** Extracted information **
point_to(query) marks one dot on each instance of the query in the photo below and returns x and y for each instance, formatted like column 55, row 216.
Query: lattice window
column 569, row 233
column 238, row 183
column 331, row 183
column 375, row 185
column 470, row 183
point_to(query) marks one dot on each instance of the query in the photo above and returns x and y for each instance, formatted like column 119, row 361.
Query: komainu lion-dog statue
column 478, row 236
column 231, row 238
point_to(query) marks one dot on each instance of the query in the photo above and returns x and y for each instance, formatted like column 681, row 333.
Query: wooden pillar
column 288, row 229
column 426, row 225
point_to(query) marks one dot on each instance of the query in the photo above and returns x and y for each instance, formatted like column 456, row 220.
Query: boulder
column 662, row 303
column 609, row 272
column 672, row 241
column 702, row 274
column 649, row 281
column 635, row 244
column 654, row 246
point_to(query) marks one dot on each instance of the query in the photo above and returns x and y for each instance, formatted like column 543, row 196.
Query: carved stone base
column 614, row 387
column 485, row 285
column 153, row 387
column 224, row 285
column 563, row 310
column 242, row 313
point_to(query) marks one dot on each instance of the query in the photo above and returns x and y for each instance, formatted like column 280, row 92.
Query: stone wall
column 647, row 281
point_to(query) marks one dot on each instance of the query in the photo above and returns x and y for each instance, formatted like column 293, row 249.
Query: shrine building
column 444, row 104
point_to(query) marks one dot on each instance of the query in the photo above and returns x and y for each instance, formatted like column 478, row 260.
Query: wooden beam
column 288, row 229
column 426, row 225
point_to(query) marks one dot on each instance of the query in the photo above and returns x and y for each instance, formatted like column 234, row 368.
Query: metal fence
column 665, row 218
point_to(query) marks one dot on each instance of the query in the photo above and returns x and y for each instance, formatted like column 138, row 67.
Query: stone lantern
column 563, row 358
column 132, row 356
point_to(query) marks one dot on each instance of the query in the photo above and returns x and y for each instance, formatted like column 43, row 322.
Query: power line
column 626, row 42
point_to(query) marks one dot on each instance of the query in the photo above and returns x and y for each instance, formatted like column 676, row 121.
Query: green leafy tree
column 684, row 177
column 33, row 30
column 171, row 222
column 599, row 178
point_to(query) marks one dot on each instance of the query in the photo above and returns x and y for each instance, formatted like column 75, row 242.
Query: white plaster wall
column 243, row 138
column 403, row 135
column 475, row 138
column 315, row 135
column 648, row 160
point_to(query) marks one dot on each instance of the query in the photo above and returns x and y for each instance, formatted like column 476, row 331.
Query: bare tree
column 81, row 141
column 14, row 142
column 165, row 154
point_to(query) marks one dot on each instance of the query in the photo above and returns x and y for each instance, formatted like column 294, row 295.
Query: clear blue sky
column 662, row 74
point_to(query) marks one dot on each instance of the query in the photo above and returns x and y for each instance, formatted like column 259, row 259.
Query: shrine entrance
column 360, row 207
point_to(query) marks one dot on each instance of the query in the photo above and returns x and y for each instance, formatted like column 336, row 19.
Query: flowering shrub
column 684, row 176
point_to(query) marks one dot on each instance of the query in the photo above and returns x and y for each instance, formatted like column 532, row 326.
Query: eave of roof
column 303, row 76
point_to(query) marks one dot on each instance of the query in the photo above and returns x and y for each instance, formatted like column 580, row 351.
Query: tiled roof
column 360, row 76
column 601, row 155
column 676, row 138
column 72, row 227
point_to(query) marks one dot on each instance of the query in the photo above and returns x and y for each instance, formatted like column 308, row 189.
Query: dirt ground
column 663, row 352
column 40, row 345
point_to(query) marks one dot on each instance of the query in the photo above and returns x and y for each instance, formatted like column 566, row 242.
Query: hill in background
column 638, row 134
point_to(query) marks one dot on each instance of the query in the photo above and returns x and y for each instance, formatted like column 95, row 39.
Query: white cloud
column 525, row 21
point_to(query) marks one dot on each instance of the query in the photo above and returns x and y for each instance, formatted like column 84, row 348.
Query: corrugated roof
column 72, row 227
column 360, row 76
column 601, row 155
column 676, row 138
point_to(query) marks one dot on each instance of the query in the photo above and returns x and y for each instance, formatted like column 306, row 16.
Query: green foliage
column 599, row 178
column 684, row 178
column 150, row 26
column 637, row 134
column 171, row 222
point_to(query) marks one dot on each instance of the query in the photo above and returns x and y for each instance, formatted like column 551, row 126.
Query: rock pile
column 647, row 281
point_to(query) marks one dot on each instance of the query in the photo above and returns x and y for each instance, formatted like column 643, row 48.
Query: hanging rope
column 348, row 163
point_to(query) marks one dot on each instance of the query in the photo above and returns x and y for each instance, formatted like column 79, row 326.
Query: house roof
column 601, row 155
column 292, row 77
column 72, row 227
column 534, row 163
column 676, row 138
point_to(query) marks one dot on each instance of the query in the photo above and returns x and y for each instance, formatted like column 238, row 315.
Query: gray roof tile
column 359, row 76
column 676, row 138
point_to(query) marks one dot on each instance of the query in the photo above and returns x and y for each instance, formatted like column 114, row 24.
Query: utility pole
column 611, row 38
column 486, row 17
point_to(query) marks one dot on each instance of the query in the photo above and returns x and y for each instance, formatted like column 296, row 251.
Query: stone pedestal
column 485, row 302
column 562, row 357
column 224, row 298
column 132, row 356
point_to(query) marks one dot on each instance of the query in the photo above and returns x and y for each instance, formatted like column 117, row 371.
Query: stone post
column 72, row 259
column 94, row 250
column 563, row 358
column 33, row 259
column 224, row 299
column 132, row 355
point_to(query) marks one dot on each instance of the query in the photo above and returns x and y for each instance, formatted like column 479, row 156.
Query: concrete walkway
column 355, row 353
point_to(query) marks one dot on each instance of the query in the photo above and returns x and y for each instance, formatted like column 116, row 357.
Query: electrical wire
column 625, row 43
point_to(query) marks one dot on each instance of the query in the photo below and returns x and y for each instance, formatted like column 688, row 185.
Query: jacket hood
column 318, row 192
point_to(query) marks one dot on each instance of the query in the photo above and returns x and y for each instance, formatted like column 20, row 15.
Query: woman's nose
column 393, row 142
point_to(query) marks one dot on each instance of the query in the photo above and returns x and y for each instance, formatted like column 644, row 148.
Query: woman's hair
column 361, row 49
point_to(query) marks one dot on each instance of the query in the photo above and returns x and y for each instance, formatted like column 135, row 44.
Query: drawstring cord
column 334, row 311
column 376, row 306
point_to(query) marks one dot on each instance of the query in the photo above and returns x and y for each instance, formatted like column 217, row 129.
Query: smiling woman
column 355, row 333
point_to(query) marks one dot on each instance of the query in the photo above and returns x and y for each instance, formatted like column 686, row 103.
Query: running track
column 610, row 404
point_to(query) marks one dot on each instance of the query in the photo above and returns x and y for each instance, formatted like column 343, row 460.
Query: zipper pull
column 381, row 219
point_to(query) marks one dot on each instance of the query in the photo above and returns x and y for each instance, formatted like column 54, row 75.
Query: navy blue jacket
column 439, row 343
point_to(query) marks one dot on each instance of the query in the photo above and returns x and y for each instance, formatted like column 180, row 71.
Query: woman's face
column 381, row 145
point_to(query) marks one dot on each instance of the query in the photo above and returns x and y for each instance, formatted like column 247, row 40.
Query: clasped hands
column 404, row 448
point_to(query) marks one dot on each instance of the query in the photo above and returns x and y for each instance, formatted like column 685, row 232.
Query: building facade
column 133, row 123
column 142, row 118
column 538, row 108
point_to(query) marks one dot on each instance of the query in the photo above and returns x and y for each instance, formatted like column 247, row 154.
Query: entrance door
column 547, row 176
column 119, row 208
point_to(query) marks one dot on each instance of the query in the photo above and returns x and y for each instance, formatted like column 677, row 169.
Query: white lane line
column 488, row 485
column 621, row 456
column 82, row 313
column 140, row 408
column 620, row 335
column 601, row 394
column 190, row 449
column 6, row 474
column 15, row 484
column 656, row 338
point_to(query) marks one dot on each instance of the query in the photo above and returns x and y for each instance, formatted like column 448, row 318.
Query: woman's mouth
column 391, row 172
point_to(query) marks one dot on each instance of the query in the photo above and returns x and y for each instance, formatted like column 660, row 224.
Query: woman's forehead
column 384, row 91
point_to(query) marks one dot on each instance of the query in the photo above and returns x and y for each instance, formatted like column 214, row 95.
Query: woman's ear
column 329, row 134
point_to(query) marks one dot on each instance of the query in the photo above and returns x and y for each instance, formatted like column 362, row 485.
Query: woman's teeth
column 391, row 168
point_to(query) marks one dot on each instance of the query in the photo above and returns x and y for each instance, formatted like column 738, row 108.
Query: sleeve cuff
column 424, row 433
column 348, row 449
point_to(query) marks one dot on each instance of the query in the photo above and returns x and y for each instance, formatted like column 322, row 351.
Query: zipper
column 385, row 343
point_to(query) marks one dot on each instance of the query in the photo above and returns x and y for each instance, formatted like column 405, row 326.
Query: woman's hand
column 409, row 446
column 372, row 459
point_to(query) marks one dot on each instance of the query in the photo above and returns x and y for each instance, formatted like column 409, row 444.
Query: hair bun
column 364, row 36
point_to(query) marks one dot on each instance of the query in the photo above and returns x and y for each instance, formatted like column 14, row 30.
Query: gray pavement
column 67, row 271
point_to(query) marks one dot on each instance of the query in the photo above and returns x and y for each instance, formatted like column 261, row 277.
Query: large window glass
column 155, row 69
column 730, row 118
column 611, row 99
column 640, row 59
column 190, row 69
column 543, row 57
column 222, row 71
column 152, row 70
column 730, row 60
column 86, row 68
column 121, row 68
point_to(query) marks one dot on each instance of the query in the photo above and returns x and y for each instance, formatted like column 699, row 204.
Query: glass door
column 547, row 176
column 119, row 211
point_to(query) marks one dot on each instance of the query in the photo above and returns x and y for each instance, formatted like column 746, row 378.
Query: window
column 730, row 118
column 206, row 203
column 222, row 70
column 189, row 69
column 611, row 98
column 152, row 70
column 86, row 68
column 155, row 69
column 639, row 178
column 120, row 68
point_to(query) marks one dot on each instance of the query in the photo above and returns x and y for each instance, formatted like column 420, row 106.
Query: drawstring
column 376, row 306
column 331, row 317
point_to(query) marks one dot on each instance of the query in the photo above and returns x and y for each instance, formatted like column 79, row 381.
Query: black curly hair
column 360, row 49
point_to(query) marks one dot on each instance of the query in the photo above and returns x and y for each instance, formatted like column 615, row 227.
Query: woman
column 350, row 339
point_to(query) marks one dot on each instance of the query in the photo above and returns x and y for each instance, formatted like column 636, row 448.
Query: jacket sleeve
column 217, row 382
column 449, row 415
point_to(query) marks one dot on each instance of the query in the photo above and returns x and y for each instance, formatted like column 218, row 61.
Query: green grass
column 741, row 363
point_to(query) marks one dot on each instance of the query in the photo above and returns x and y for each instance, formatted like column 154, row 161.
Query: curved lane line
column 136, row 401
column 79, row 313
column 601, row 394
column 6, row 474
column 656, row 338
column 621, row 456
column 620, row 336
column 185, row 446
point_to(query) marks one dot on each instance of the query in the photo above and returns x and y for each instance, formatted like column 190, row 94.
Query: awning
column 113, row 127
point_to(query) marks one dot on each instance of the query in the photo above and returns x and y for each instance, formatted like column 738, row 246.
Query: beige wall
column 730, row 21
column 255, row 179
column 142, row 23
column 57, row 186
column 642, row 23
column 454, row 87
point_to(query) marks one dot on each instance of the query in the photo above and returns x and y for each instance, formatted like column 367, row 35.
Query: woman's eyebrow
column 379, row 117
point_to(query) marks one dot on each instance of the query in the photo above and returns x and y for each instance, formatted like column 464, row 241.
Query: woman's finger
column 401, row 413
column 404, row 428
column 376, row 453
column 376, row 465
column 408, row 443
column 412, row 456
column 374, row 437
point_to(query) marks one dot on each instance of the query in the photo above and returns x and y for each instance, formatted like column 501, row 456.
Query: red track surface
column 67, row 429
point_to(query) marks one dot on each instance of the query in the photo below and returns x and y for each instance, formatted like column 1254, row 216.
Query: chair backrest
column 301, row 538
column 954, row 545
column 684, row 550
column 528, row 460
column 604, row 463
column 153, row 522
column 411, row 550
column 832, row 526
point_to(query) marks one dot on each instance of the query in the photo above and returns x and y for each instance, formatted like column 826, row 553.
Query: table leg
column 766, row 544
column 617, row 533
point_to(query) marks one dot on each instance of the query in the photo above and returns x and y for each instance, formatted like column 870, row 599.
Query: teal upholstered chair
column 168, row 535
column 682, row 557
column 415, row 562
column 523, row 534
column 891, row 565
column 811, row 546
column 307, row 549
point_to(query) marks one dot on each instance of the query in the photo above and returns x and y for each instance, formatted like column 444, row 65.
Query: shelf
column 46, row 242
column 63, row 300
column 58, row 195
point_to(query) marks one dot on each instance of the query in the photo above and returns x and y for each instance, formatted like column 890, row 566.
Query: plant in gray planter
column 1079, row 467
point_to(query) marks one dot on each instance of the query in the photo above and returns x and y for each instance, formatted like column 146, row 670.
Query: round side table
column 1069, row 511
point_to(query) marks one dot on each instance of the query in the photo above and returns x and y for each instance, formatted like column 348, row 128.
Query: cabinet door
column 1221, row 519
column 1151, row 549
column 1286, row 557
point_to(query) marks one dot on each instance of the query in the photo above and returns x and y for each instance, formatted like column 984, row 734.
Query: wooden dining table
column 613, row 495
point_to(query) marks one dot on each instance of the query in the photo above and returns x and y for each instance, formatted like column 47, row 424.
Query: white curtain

** Assignment **
Retype, in the same exact form, the lines of the material above from the line holding "681, row 333." through the line holding "280, row 92.".

** Answer to the problem **
point_to(query) marks one dot on each instance of the query in the photo above and returns x and y for each instance, formatted like column 681, row 333.
Query: wooden pillar
column 288, row 229
column 426, row 225
point_to(query) marks one dot on each instance of the query in the photo above and returns x and y for each instance, formatted like column 456, row 220.
Query: boulder
column 662, row 303
column 609, row 272
column 672, row 241
column 702, row 274
column 649, row 281
column 635, row 244
column 654, row 246
point_to(query) marks one dot on each instance of the query in the photo above and returns x and y for each instance, formatted like column 543, row 196.
Query: carved stone base
column 614, row 387
column 485, row 285
column 153, row 387
column 224, row 285
column 563, row 310
column 242, row 313
point_to(query) marks one dot on each instance of the query in the photo above and returns x and y for each instance, formatted like column 280, row 92.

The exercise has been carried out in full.